__Task statement__
Retype every item below word for word, leaving out the pictures.

__Exercise data__
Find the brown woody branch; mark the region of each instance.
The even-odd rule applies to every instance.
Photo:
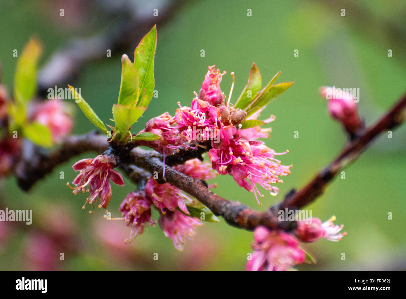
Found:
[[[44,152],[43,148],[25,141],[24,151],[14,170],[18,186],[24,191],[72,157],[88,151],[102,153],[108,147],[107,137],[98,131],[71,136],[58,149],[50,153]]]
[[[210,148],[209,144],[205,145],[205,148],[181,150],[178,153],[166,157],[164,180],[162,177],[163,156],[156,152],[136,147],[129,153],[128,150],[122,152],[112,150],[112,153],[115,153],[119,156],[119,167],[133,182],[140,185],[140,188],[143,187],[149,174],[139,168],[149,173],[156,171],[158,174],[159,182],[169,183],[188,193],[215,214],[223,216],[231,225],[248,230],[263,225],[270,229],[289,230],[294,228],[296,223],[279,221],[276,216],[278,211],[285,207],[300,208],[314,201],[322,193],[328,183],[339,170],[356,159],[378,135],[395,128],[403,122],[405,107],[406,96],[375,124],[358,132],[357,137],[344,148],[338,157],[307,185],[297,192],[291,192],[287,195],[283,203],[263,212],[252,210],[238,202],[227,201],[209,190],[204,181],[193,179],[170,167],[184,163],[194,158],[202,159],[201,155]],[[19,164],[15,172],[19,184],[22,189],[27,190],[38,179],[51,172],[56,166],[71,157],[88,151],[103,153],[108,145],[106,136],[92,132],[83,136],[71,136],[58,150],[48,154],[43,155],[37,151],[36,153],[39,157],[34,163],[32,162],[32,159],[23,159]]]

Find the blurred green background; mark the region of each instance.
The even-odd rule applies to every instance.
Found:
[[[2,80],[9,90],[16,61],[13,50],[21,51],[32,35],[44,44],[43,63],[68,39],[91,36],[104,28],[105,22],[97,10],[82,10],[80,5],[73,9],[65,2],[1,2]],[[155,74],[159,96],[153,98],[143,118],[136,124],[136,130],[166,111],[173,115],[178,101],[188,105],[208,65],[215,64],[227,71],[221,85],[227,95],[231,83],[229,74],[235,72],[232,102],[246,84],[253,62],[261,72],[263,84],[279,71],[282,72],[277,83],[295,81],[262,114],[264,118],[271,113],[276,117],[266,143],[276,152],[289,149],[281,159],[283,164],[293,165],[291,174],[277,185],[278,195],[265,192],[262,207],[231,177],[220,176],[210,183],[216,183],[215,192],[225,198],[264,210],[283,200],[292,188],[303,186],[339,152],[346,137],[339,124],[329,117],[326,100],[318,94],[319,87],[360,88],[360,113],[368,124],[405,92],[404,1],[195,1],[179,5],[170,19],[158,27]],[[64,7],[63,19],[59,9]],[[340,15],[342,9],[346,9],[345,17]],[[252,16],[247,16],[248,9]],[[151,9],[145,10],[152,15]],[[200,56],[202,49],[204,57]],[[294,57],[295,49],[298,57]],[[389,49],[393,51],[392,57],[388,57]],[[133,51],[125,52],[132,60]],[[111,107],[118,95],[123,54],[113,51],[111,57],[87,64],[71,82],[82,89],[83,98],[109,124]],[[75,109],[74,133],[93,129]],[[296,131],[298,139],[294,138]],[[348,234],[337,243],[322,239],[305,244],[317,262],[298,269],[406,269],[405,145],[404,125],[394,131],[392,139],[384,134],[345,170],[345,179],[336,178],[307,207],[322,221],[335,215],[336,223],[344,224]],[[198,228],[194,240],[187,241],[182,252],[175,249],[158,225],[148,227],[130,244],[124,244],[128,227],[121,221],[108,222],[101,210],[96,208],[91,214],[88,214],[89,207],[82,210],[85,195],[74,196],[66,186],[75,177],[71,165],[94,155],[89,153],[71,159],[28,193],[18,188],[13,178],[4,180],[1,206],[32,210],[33,222],[18,227],[0,223],[4,233],[0,270],[245,268],[252,233],[231,227],[221,218],[220,223],[205,223]],[[64,179],[60,179],[60,171],[65,172]],[[112,186],[108,210],[118,216],[120,204],[134,186],[126,179],[125,187]],[[393,220],[388,220],[389,212]],[[153,218],[157,219],[158,213]],[[60,242],[48,242],[50,234]],[[59,260],[61,252],[65,260]],[[153,260],[155,253],[158,254],[157,261]],[[345,261],[341,259],[341,253],[346,253]]]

__Final answer__
Find the brown woody branch; mark the region of each instance.
The even-odd rule applies to every instance.
Photo:
Found:
[[[44,152],[43,148],[25,141],[24,151],[14,170],[18,186],[24,191],[72,157],[88,151],[102,153],[108,147],[107,137],[98,131],[71,136],[58,149],[50,153]]]
[[[210,148],[209,144],[205,145],[205,148],[181,150],[178,153],[166,157],[164,180],[162,177],[163,156],[156,152],[136,147],[129,153],[128,150],[122,152],[112,150],[112,153],[115,153],[119,156],[119,167],[133,182],[140,185],[140,188],[143,187],[149,174],[139,168],[149,173],[156,171],[158,174],[159,182],[169,183],[188,193],[215,214],[223,216],[231,225],[248,230],[263,225],[270,229],[289,230],[294,228],[296,223],[279,221],[276,216],[278,211],[285,207],[300,208],[314,201],[322,193],[328,183],[339,170],[356,159],[378,135],[395,128],[403,122],[405,107],[406,96],[375,124],[358,132],[357,137],[344,148],[338,157],[307,185],[297,192],[291,192],[287,195],[283,203],[263,212],[252,210],[238,202],[227,201],[209,190],[204,181],[193,179],[170,167],[184,163],[194,158],[202,159],[201,155]],[[19,164],[15,172],[19,184],[22,189],[27,190],[38,179],[51,172],[56,166],[71,157],[88,151],[103,153],[108,145],[106,136],[92,132],[83,136],[71,136],[58,150],[48,154],[43,155],[37,151],[36,153],[39,157],[34,163],[32,162],[32,159],[23,159]]]

Find the blurred green background; mark the region of each instance.
The even-odd rule applies to every instance.
Found:
[[[2,80],[9,90],[16,61],[13,50],[21,51],[32,35],[44,44],[43,63],[68,39],[91,36],[104,28],[105,22],[97,10],[82,10],[80,5],[73,9],[65,2],[1,2]],[[155,74],[159,96],[153,98],[143,118],[136,124],[136,130],[166,111],[173,115],[178,101],[188,105],[208,65],[215,64],[227,71],[221,85],[227,95],[231,83],[229,74],[235,72],[232,102],[246,84],[253,62],[261,72],[263,84],[279,71],[282,72],[277,83],[295,81],[262,114],[264,118],[271,113],[276,117],[266,143],[276,152],[289,149],[281,159],[283,164],[293,165],[291,174],[277,185],[278,195],[265,192],[262,207],[231,177],[220,176],[210,183],[216,183],[215,192],[225,198],[264,210],[283,200],[292,188],[303,186],[339,152],[346,137],[339,124],[329,117],[326,100],[318,94],[319,87],[360,88],[360,113],[368,124],[405,92],[404,1],[195,1],[179,5],[170,19],[158,27]],[[64,7],[63,19],[59,9]],[[340,15],[342,9],[346,9],[345,17]],[[252,16],[247,16],[248,9]],[[151,9],[145,10],[152,15]],[[200,56],[202,49],[204,57]],[[294,57],[295,49],[298,57]],[[389,49],[393,51],[392,57],[388,57]],[[133,51],[125,52],[132,60]],[[111,107],[118,95],[123,54],[113,51],[111,57],[87,64],[71,82],[82,89],[83,98],[109,124]],[[75,109],[74,133],[93,129]],[[296,131],[298,139],[294,138]],[[348,234],[337,243],[322,239],[305,244],[317,262],[298,269],[406,269],[405,145],[404,125],[394,131],[392,139],[384,134],[345,170],[345,179],[336,178],[307,207],[322,221],[335,215],[336,223],[344,224]],[[198,228],[194,240],[187,241],[182,252],[175,249],[158,225],[148,227],[130,244],[124,244],[128,227],[121,221],[108,222],[101,210],[96,208],[91,214],[88,214],[89,207],[82,210],[85,195],[74,196],[66,186],[75,177],[71,165],[94,155],[89,153],[71,159],[28,193],[18,188],[13,178],[4,180],[1,206],[32,210],[33,222],[18,227],[0,223],[4,233],[0,270],[245,268],[252,233],[231,227],[221,218],[220,223],[205,223]],[[64,179],[60,179],[60,171],[65,172]],[[112,186],[108,210],[118,216],[120,204],[134,186],[126,179],[125,187]],[[393,220],[388,220],[389,212]],[[153,218],[157,219],[158,213]],[[60,242],[48,242],[50,234]],[[59,260],[61,252],[65,260]],[[153,260],[155,253],[158,254],[157,261]],[[345,261],[341,259],[341,253],[346,253]]]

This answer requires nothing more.